### GIVEN INSTRUCTION
Locate the line with "Expected behaviour: for every instance of the church spire, put" in the material. Copy that line and each one after it, through the last, exactly and with nothing else.

### LISTING
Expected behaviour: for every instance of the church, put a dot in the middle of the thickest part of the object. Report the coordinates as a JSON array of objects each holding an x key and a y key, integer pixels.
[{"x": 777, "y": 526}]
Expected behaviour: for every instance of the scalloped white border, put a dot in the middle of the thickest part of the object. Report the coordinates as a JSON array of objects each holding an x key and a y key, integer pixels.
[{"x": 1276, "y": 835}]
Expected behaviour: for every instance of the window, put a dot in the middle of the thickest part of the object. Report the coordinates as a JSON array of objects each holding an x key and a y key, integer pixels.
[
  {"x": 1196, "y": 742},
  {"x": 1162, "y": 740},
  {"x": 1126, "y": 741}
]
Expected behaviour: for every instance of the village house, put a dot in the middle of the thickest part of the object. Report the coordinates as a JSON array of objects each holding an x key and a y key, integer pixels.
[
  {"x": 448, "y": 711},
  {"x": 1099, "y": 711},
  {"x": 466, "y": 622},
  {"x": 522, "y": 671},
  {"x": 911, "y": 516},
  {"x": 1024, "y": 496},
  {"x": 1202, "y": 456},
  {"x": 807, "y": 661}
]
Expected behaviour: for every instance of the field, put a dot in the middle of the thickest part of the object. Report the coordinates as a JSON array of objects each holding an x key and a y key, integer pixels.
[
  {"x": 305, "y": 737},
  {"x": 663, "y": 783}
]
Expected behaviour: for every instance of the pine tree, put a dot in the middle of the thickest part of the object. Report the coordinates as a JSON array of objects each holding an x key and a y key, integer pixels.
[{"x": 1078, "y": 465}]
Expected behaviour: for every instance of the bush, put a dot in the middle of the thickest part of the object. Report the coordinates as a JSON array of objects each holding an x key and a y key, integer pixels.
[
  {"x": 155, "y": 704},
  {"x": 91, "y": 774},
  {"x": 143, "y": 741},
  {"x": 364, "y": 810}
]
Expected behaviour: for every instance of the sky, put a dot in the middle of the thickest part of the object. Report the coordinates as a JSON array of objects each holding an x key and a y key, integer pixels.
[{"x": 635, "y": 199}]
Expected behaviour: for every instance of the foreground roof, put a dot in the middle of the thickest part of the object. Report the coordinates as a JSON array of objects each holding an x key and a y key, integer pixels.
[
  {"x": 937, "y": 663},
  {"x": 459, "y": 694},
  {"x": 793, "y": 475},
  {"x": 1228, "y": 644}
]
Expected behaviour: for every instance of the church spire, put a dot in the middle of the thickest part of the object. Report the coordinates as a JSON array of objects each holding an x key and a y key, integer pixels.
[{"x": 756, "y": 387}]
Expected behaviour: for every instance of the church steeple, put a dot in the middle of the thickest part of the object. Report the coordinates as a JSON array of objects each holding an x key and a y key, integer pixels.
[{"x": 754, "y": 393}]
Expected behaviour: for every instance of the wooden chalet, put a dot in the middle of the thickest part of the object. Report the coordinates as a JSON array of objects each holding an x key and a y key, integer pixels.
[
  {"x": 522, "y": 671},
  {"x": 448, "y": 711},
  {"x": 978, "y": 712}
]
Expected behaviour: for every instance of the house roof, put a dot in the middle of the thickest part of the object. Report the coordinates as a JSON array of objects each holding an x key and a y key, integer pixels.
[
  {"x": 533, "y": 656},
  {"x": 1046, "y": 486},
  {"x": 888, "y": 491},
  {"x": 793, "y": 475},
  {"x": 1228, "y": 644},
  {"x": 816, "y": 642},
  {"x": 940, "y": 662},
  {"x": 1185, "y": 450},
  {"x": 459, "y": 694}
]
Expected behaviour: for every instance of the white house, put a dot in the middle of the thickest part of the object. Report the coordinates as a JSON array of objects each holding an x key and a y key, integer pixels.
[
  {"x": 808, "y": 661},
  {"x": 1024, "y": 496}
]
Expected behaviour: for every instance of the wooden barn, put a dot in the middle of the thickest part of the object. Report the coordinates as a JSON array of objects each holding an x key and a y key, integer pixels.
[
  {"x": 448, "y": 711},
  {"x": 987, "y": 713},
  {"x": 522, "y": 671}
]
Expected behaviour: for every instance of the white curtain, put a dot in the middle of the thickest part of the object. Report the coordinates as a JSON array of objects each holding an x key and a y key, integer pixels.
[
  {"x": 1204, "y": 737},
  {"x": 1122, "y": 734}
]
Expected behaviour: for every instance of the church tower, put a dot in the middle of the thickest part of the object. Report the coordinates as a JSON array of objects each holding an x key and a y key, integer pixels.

### EXERCISE SOLUTION
Expected behaviour: for every instance of the church spire, put a dot in the middle of the thickest part of the object. Report the coordinates as a JSON array of objects each holding an x key and a y key, integer pixels.
[{"x": 756, "y": 387}]
Expected behaviour: for every instance of the church steeple, put a dot in the middle of the thickest part of the object. Report the coordinates as a JSON array of objects each holding an x key and a y key, integer pixels.
[{"x": 754, "y": 393}]
Expected behaviour: for every instance of the wooden chalet, put a dot in the middle of the thickest part of the object. Report the coordinates as a JSON array of objects each holding an x key and a y key, integer pixels.
[
  {"x": 522, "y": 671},
  {"x": 448, "y": 711},
  {"x": 978, "y": 712}
]
Expected behaviour: for every instance of the house roof, put a dot in the middle of the thickest part of the object. Report the coordinates as a JSON array of objects each holding an x key and a y key, integer pixels.
[
  {"x": 533, "y": 656},
  {"x": 1046, "y": 486},
  {"x": 888, "y": 491},
  {"x": 793, "y": 475},
  {"x": 1228, "y": 644},
  {"x": 816, "y": 642},
  {"x": 940, "y": 662},
  {"x": 1185, "y": 450},
  {"x": 459, "y": 694}
]
Expected behaviour: for every instance of the white house, put a dot in the middle of the thickest part of the object. Report the coordinates as a JSON array of objects each holding an x key and a y key, integer pixels.
[
  {"x": 808, "y": 661},
  {"x": 1024, "y": 496}
]
Expected behaviour: for every instance of the wooden barn, put a dot in the middle of the thickest part of the object. Report the coordinates as a JSON array of objects each holding an x key and a y key, integer pixels.
[
  {"x": 448, "y": 711},
  {"x": 987, "y": 713},
  {"x": 522, "y": 671}
]
Expected behaviour: for every instance of the white curtain, put a dot in the middle of the thickest part of the object. Report the coordinates as a JSON array of objects each holding an x key and a y key, integer pixels.
[
  {"x": 1204, "y": 737},
  {"x": 1122, "y": 734}
]
Expected behaviour: for every instance of the church tower, put a dot in the middle of the thickest part of the object. Report the coordinates as a JSON array of objects each holding an x key and a y key, integer pixels.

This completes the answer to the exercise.